_Task to complete_
A faithful transcription of the entries below is required.

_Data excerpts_
----------

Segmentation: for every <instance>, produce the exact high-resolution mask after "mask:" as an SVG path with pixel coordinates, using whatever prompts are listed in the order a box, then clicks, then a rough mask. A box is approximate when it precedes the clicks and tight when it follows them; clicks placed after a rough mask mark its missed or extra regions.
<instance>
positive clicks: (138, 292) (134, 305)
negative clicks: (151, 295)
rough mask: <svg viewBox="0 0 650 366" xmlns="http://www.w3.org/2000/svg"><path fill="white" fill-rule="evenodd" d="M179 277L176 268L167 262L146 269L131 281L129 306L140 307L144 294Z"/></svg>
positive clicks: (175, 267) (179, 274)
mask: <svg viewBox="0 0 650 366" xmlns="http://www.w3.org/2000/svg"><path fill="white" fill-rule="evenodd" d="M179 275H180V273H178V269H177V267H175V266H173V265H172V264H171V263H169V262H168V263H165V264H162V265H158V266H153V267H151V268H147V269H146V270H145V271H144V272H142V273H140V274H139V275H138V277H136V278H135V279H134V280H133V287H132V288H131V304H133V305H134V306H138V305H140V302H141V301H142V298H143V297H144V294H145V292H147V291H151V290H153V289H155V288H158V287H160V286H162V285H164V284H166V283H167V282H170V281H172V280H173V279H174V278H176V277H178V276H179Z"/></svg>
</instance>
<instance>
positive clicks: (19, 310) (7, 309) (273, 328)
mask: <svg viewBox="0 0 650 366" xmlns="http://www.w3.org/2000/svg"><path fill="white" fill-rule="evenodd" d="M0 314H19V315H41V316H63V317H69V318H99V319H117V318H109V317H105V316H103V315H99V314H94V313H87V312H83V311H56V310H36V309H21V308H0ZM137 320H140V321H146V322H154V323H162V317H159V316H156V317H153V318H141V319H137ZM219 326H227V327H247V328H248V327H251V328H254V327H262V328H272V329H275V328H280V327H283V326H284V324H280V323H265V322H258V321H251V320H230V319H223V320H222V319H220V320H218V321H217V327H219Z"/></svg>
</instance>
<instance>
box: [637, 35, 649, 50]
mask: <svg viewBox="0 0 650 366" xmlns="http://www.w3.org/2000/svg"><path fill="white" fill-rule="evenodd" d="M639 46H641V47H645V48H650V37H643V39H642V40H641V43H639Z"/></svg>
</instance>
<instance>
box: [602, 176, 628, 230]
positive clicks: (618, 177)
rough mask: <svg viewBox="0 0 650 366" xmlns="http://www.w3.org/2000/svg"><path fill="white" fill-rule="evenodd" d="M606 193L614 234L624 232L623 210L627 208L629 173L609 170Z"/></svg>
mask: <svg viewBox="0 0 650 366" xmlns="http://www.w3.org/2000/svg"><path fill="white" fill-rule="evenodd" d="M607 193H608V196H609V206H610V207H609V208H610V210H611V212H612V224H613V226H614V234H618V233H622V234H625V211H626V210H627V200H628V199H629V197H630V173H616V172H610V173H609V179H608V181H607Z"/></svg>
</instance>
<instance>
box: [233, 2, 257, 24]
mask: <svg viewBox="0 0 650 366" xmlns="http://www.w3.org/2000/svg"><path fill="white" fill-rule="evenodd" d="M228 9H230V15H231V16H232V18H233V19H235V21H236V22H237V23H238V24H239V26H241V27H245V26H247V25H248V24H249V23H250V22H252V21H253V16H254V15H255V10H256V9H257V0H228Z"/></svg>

----------

_Reply to the exercise_
Segmentation: for every <instance>, produce the exact high-resolution mask after "mask:" as an SVG path with pixel coordinates, using whatever prompts are listed in the order a box, then clicks, then a rough mask. A box is approximate when it precedes the clicks and tight when it follows them; clicks placed after a rough mask mark its missed or extra regions.
<instance>
positive clicks: (138, 292) (134, 305)
negative clicks: (151, 295)
rough mask: <svg viewBox="0 0 650 366" xmlns="http://www.w3.org/2000/svg"><path fill="white" fill-rule="evenodd" d="M179 277L176 268L167 262L146 269L131 281L129 306L140 307L144 294Z"/></svg>
positive clicks: (175, 267) (179, 274)
mask: <svg viewBox="0 0 650 366" xmlns="http://www.w3.org/2000/svg"><path fill="white" fill-rule="evenodd" d="M179 275H180V273H178V269H177V267H175V266H173V265H172V264H171V263H169V262H168V263H165V264H162V265H158V266H153V267H151V268H147V269H146V270H145V271H144V272H142V273H140V274H139V275H138V277H136V278H135V279H134V280H133V287H132V288H131V304H133V305H134V306H138V305H140V302H141V301H142V298H143V297H144V294H145V292H147V291H151V290H153V289H155V288H158V287H160V286H162V285H164V284H166V283H167V282H170V281H172V280H173V279H174V278H176V277H178V276H179Z"/></svg>
</instance>
<instance>
positive clicks: (19, 310) (7, 309) (273, 328)
mask: <svg viewBox="0 0 650 366" xmlns="http://www.w3.org/2000/svg"><path fill="white" fill-rule="evenodd" d="M0 314H19V315H41V316H63V317H69V318H99V319H117V318H109V317H105V316H103V315H99V314H94V313H87V312H83V311H56V310H36V309H21V308H0ZM137 320H140V321H146V322H154V323H162V317H159V316H156V317H153V318H141V319H137ZM219 326H227V327H247V328H248V327H251V328H254V327H262V328H272V329H275V328H280V327H283V326H284V324H280V323H265V322H258V321H251V320H230V319H223V320H222V319H220V320H218V321H217V327H219Z"/></svg>
</instance>
<instance>
box: [637, 35, 649, 50]
mask: <svg viewBox="0 0 650 366" xmlns="http://www.w3.org/2000/svg"><path fill="white" fill-rule="evenodd" d="M639 46H641V47H645V48H650V37H643V39H642V40H641V43H639Z"/></svg>
</instance>
<instance>
box: [602, 176, 628, 230]
positive clicks: (618, 177)
rough mask: <svg viewBox="0 0 650 366" xmlns="http://www.w3.org/2000/svg"><path fill="white" fill-rule="evenodd" d="M606 193L614 234L624 232L623 210L627 208L629 173L609 170Z"/></svg>
mask: <svg viewBox="0 0 650 366" xmlns="http://www.w3.org/2000/svg"><path fill="white" fill-rule="evenodd" d="M607 193H608V196H609V206H610V207H609V208H610V210H611V212H612V224H613V226H614V234H618V233H622V234H625V211H626V210H627V200H628V199H629V197H630V173H616V172H610V173H609V179H608V181H607Z"/></svg>
</instance>
<instance>
box: [233, 2, 257, 24]
mask: <svg viewBox="0 0 650 366" xmlns="http://www.w3.org/2000/svg"><path fill="white" fill-rule="evenodd" d="M228 9H230V15H231V16H232V18H233V19H235V21H236V22H237V23H238V24H239V26H241V27H245V26H247V25H248V24H249V23H250V22H252V21H253V16H254V15H255V10H256V9H257V0H228Z"/></svg>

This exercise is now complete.